>> Start
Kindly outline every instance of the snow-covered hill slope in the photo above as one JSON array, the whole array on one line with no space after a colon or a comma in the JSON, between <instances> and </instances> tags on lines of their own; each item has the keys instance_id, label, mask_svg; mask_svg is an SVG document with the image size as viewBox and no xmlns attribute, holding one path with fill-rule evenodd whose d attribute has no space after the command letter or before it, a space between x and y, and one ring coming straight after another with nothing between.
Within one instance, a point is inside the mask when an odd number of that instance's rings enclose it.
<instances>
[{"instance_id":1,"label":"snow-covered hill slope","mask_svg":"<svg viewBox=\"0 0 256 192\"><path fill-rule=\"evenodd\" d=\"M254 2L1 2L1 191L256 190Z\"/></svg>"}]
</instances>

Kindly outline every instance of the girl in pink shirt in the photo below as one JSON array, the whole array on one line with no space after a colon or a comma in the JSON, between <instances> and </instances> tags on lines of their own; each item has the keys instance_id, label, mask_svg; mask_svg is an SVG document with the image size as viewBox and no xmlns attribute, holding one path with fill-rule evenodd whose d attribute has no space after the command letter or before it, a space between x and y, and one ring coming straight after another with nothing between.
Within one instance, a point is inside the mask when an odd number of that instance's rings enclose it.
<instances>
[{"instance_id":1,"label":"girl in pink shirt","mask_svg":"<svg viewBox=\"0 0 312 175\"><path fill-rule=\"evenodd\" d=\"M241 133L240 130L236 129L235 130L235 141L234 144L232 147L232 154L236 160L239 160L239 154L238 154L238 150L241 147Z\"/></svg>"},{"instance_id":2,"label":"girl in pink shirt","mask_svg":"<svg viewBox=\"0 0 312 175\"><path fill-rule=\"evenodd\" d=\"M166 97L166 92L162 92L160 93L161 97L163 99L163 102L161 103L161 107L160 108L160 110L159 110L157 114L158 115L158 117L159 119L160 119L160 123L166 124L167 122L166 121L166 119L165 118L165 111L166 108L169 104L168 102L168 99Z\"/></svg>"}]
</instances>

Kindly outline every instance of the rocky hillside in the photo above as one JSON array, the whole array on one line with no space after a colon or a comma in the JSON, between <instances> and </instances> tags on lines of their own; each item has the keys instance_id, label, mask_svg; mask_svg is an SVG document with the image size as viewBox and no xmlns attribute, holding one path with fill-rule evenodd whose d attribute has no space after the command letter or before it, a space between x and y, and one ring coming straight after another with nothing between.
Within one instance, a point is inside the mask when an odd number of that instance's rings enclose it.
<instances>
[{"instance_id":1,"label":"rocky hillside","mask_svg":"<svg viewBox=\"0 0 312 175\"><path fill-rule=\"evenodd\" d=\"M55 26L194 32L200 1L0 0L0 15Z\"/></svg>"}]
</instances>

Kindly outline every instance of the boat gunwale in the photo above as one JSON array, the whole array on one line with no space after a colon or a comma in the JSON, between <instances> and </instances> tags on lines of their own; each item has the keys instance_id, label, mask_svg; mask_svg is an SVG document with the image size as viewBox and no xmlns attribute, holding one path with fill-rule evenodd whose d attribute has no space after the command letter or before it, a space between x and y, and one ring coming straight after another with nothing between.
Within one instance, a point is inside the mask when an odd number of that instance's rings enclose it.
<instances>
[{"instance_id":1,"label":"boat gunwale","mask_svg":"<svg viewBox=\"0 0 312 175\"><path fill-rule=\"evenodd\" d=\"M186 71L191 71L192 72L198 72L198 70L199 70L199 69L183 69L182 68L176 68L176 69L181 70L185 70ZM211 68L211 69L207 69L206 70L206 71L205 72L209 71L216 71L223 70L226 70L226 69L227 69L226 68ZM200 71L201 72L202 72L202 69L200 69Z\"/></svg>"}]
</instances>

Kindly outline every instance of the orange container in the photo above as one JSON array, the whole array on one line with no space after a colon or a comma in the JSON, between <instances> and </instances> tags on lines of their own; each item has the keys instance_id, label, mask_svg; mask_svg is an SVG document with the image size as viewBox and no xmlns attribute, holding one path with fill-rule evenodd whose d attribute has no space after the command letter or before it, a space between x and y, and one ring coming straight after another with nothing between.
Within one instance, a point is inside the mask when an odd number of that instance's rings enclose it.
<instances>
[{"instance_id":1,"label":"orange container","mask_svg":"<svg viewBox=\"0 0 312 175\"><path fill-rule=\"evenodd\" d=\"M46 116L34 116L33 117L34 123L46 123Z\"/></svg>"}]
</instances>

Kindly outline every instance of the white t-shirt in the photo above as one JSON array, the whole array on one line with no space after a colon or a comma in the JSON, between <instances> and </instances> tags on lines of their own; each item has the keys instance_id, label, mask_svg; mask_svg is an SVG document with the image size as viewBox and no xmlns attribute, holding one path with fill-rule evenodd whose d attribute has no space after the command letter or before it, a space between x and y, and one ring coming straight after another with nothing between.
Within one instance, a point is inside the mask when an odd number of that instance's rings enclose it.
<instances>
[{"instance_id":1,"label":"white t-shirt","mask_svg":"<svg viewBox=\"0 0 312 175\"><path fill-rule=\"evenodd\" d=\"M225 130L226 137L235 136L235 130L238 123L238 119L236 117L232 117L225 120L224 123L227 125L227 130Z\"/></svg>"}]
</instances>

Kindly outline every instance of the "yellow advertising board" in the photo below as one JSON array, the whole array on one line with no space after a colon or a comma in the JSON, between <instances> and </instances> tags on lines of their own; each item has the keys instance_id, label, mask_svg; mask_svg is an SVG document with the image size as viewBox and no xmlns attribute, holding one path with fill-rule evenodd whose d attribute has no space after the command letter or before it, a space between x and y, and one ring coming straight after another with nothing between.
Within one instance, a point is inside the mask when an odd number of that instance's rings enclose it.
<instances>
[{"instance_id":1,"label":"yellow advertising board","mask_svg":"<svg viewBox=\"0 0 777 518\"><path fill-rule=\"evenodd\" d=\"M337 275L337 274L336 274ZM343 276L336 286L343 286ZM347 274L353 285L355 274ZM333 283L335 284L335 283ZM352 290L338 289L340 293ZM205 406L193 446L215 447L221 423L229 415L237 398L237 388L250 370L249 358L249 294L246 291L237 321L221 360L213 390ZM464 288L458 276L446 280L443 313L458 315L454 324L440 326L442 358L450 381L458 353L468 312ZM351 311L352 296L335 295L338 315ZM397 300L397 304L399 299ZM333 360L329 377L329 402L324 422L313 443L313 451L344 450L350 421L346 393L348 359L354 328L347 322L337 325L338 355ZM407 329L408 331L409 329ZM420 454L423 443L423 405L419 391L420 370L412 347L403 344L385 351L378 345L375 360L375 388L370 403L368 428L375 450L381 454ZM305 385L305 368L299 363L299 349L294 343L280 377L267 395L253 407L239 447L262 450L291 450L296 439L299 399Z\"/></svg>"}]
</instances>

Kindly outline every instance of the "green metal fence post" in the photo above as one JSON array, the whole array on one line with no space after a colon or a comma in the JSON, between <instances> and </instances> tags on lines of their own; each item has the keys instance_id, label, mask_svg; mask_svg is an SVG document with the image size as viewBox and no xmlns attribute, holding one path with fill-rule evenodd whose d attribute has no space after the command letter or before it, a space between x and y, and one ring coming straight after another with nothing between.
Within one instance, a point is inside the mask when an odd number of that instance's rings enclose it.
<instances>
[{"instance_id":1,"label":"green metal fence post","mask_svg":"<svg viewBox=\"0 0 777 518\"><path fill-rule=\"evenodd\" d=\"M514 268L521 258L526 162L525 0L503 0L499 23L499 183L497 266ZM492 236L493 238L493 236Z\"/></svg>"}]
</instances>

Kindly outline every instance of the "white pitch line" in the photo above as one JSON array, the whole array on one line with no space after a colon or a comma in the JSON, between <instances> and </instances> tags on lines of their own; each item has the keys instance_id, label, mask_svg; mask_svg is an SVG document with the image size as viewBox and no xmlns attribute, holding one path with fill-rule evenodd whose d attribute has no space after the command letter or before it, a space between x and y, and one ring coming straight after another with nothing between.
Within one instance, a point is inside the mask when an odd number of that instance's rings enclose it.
>> End
Find each line in the items above that contains the word "yellow", and copy every such line in full.

Kindly outline every instance of the "yellow advertising board" in the photo below as one JSON array, the whole array on one line with no space after a colon or a comma in the JSON, between <instances> and </instances> tags on lines of their own; each item has the keys instance_id, label, mask_svg; mask_svg is an SVG document with the image size as viewBox and no xmlns attribute, holding one path with fill-rule evenodd whose d attribute has no space after the command letter or before it, a space between x and y, and one ring coming straight after another with nothing between.
[{"instance_id":1,"label":"yellow advertising board","mask_svg":"<svg viewBox=\"0 0 777 518\"><path fill-rule=\"evenodd\" d=\"M337 275L337 274L336 274ZM343 276L336 286L343 286ZM347 274L353 285L355 274ZM333 283L335 284L335 283ZM352 290L338 289L340 293ZM205 406L193 446L215 447L221 423L229 415L237 398L237 388L250 370L249 358L249 294L246 291L237 321L221 360L213 390ZM464 288L458 276L446 280L443 313L458 315L454 324L440 326L442 358L450 381L458 353L468 312ZM351 311L352 296L335 295L338 315ZM397 300L397 304L399 299ZM333 360L329 377L329 402L324 422L313 443L313 451L344 450L350 421L346 393L348 359L354 328L347 322L337 325L338 355ZM407 329L408 331L409 329ZM420 454L423 443L423 405L419 391L420 370L412 347L403 344L385 351L378 345L375 360L375 388L370 403L368 428L375 450L381 454ZM305 385L305 368L299 363L299 349L294 343L280 377L267 395L253 407L239 447L262 450L291 450L296 439L299 399Z\"/></svg>"}]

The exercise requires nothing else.